- _Text excerpt_
I keep seeing this problem where the synchronised cursors are not in the same image location. To reproduce it, I opened multiple images in tiled windows and selected ‘Synchronises cursor positions across multiple image windows’ in the ‘Navigation’ pane in the bottom left.
Specifically, the actual cursor is always further left than all the crosshairs in the other image windows:
In my test (pictured above), the offset was always about 10 image pixels, regardless of zoom level. I tested with 3 TDX images from the same relative orbit, in ground range (not terrain corrected).
I was curious and restarted SNAP to see what that would do. Now with geocoded Sentinel-1 images there was no offset. However, when I opened the same 3 TDX images again, now the cursor was offset 20 image pixels to the RIGHT from the crosshairs.
Does anybody else experience funny behaviour like this?
I might be wrong but I think this is caused by the lack of precise geolocation of the TDX producs. They might be acquired at different angles or slightly shifted orbits so you can only compare the location of pixels after terrain correction.
Oh, I didn’t make this clear. The images are perfectly aligned – a colour composite works just fine, for instance. The top and bottom screens are the same, except for the cursor position. If you click on the screenshot to blow it up, you can clearly see that the difference is not between images but between cursor and crosshairs.
Although in the screenshot it looks like the difference could be between active (yellow frame) and inactive subwindow, this is not the cause. I tested that. It doesn’t make a difference which subwindow is active.
And from playing around with the time series tool, it looks a lot like the cursor is displayed in the wrong position (i. e. different from the one SNAP uses for calculations) and the crosshairs in the right place. Even when I had just one subwindow open, the cursor was offset, making the cursor pretty useless.
I see, sorry for the misunderstanding. So this is more a technical glitch I guess.
The problem is also present with Sentinel-1 data (perfectly coregistered too)
That is odd. What is your operating-system?

- _Problem A_
From the SNAP cursor thread, extract the passage starting at "I keep seeing" and ending at "from the crosshairs.".
- _Problem B_
Summarize the SNAP cursor thread in two sentences.
- _Problem C_
Answer these questions from the SNAP cursor thread:
(i) In the first test, about how many image pixels was the offset, regardless of zoom level?
(ii) After SNAP was restarted, which direction was the cursor offset from the crosshairs when the same 3 TDX images were opened?
(iii) Besides TDX, which data is also reported to show the problem?

- _Excerpted data_
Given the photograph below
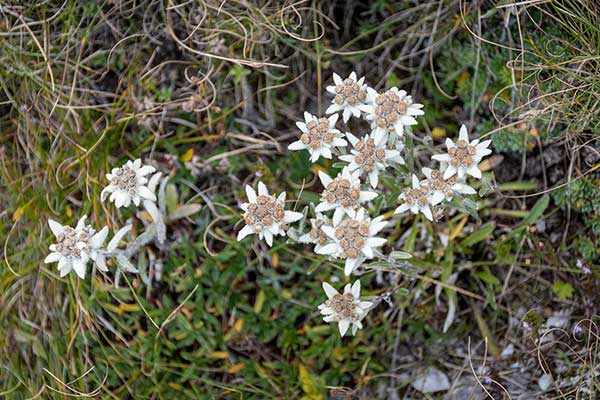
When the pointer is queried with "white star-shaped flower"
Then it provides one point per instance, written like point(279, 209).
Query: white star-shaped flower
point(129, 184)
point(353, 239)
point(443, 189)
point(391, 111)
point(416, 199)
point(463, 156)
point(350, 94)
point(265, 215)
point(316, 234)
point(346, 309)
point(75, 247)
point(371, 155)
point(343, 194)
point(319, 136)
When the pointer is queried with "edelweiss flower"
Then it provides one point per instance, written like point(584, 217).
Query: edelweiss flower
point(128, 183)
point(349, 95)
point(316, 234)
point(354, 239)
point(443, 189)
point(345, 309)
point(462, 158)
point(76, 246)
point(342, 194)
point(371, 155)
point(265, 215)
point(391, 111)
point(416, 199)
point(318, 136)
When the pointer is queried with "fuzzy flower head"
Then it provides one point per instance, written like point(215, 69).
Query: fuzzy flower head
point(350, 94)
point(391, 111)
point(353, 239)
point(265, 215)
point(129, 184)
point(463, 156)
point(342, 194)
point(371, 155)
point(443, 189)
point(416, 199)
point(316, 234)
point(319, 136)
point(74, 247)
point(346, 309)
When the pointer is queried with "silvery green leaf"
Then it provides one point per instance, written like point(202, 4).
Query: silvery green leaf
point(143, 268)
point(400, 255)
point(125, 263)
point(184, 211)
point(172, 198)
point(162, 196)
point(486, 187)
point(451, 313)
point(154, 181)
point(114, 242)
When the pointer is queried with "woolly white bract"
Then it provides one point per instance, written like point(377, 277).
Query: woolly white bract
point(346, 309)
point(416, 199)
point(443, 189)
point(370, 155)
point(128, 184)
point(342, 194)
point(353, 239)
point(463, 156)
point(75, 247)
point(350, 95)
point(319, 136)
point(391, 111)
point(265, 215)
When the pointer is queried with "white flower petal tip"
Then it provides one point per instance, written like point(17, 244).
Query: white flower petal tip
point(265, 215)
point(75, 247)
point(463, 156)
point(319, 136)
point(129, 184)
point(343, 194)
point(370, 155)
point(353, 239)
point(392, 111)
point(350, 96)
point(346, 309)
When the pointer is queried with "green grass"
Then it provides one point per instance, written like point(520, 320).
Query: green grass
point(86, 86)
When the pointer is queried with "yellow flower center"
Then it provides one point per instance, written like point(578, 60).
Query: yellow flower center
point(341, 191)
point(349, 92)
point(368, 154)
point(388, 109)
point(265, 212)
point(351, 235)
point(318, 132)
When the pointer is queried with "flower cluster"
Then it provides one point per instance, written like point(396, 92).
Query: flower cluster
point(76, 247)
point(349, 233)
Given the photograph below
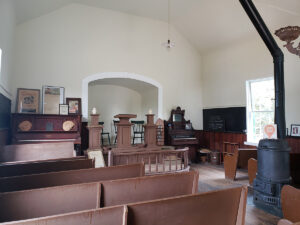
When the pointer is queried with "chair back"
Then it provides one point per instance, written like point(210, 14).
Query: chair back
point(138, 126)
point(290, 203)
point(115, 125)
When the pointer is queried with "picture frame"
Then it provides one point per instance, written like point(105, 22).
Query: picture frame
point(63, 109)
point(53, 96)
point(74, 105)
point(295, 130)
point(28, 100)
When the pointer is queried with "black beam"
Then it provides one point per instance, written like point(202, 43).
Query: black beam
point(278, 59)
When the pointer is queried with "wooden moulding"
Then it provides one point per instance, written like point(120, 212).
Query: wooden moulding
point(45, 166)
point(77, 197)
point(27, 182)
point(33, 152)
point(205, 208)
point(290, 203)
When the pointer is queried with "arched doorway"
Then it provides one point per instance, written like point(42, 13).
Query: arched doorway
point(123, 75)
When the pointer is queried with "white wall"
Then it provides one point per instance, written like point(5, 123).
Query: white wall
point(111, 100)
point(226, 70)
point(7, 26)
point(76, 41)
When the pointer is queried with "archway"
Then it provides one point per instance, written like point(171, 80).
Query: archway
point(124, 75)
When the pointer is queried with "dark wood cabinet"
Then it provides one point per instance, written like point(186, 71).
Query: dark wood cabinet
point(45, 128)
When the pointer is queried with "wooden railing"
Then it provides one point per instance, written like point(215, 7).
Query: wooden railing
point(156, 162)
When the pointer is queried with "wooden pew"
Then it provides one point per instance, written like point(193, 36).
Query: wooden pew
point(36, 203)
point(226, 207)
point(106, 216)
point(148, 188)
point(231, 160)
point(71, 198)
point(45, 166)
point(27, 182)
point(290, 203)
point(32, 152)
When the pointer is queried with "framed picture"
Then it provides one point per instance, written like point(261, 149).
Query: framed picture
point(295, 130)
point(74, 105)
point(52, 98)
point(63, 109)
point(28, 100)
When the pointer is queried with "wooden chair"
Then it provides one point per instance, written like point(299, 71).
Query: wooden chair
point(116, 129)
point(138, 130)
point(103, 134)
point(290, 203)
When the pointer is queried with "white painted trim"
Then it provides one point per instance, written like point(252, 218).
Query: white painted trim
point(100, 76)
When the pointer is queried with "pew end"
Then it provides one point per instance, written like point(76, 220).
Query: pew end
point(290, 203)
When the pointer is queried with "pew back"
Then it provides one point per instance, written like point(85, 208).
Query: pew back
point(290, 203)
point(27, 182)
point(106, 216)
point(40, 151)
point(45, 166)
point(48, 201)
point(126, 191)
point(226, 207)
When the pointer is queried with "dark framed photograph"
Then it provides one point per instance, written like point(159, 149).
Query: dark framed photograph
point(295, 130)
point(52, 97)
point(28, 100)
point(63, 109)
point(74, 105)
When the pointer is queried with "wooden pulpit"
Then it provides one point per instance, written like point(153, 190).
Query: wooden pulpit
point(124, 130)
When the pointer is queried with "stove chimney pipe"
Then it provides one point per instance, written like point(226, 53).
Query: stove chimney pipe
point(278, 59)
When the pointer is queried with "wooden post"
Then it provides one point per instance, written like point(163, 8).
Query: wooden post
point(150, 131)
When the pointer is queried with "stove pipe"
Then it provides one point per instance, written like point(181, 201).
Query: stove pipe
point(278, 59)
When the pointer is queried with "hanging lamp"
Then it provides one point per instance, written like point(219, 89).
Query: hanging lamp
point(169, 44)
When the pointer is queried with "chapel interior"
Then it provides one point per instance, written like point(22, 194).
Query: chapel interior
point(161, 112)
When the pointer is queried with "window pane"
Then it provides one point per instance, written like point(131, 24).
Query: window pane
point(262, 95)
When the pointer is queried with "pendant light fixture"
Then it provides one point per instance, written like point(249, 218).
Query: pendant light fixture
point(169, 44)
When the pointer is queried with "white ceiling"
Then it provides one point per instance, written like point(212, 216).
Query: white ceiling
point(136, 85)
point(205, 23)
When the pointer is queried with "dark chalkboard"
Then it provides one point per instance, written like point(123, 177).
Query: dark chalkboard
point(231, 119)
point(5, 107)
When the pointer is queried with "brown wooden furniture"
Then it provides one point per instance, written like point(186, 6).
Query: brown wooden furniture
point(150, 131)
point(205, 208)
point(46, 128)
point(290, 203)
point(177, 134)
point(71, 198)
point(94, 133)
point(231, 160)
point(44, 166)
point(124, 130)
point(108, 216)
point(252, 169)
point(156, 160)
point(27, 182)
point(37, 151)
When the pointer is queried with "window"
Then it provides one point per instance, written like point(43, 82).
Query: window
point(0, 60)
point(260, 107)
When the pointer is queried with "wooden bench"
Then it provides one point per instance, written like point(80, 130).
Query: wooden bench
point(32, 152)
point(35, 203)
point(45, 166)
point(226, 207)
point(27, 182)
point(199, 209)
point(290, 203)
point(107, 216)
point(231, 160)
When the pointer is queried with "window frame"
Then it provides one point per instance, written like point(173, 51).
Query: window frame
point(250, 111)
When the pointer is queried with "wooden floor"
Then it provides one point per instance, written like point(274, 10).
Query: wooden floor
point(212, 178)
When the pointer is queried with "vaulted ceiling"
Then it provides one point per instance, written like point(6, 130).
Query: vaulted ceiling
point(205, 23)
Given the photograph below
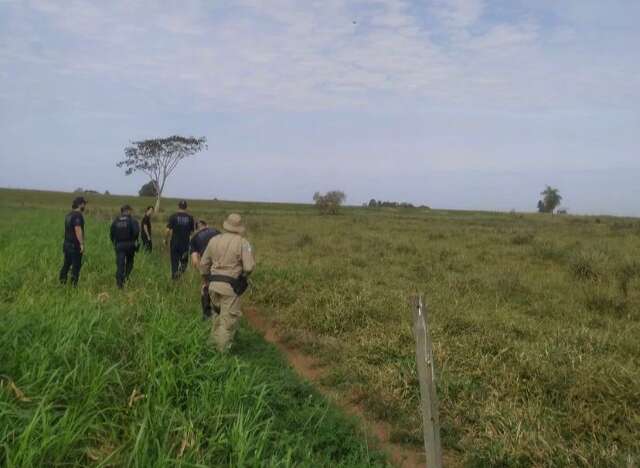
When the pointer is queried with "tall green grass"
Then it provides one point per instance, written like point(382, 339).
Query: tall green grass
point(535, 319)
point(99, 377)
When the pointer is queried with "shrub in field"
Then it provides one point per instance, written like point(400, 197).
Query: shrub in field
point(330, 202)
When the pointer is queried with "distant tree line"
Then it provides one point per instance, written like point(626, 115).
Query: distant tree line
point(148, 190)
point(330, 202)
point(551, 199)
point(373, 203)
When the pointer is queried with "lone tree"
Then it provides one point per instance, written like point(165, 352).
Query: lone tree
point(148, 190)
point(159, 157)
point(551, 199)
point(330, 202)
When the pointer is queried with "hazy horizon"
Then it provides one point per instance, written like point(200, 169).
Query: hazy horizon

- _Complete response A_
I keep seeing this problem where the synchronised cursors are not in the same image location. To reproduce it, I opened multiple images in tiled windows and selected ‘Synchronises cursor positions across multiple image windows’ in the ‘Navigation’ pane in the bottom left.
Specifically, the actual cursor is always further left than all the crosshairs in the other image windows:
In my test (pictured above), the offset was always about 10 image pixels, regardless of zoom level. I tested with 3 TDX images from the same relative orbit, in ground range (not terrain corrected).
I was curious and restarted SNAP to see what that would do. Now with geocoded Sentinel-1 images there was no offset. However, when I opened the same 3 TDX images again, now the cursor was offset 20 image pixels to the RIGHT from the crosshairs.

- _Complete response B_
With cursor synchronisation enabled in SNAP's Navigation pane, the actual cursor showed an offset from the crosshairs in the other tiled image windows: about 10 image pixels to the left with TDX images, and 20 image pixels to the right after a restart. The images themselves are perfectly aligned, the active subwindow makes no difference, and the problem also appears with coregistered Sentinel-1 data, so a reply calls it a technical glitch and asks about the operating system.

- _Complete response C_
(i) About 10 image pixels.
(ii) To the right, by 20 image pixels.
(iii) Sentinel-1 data.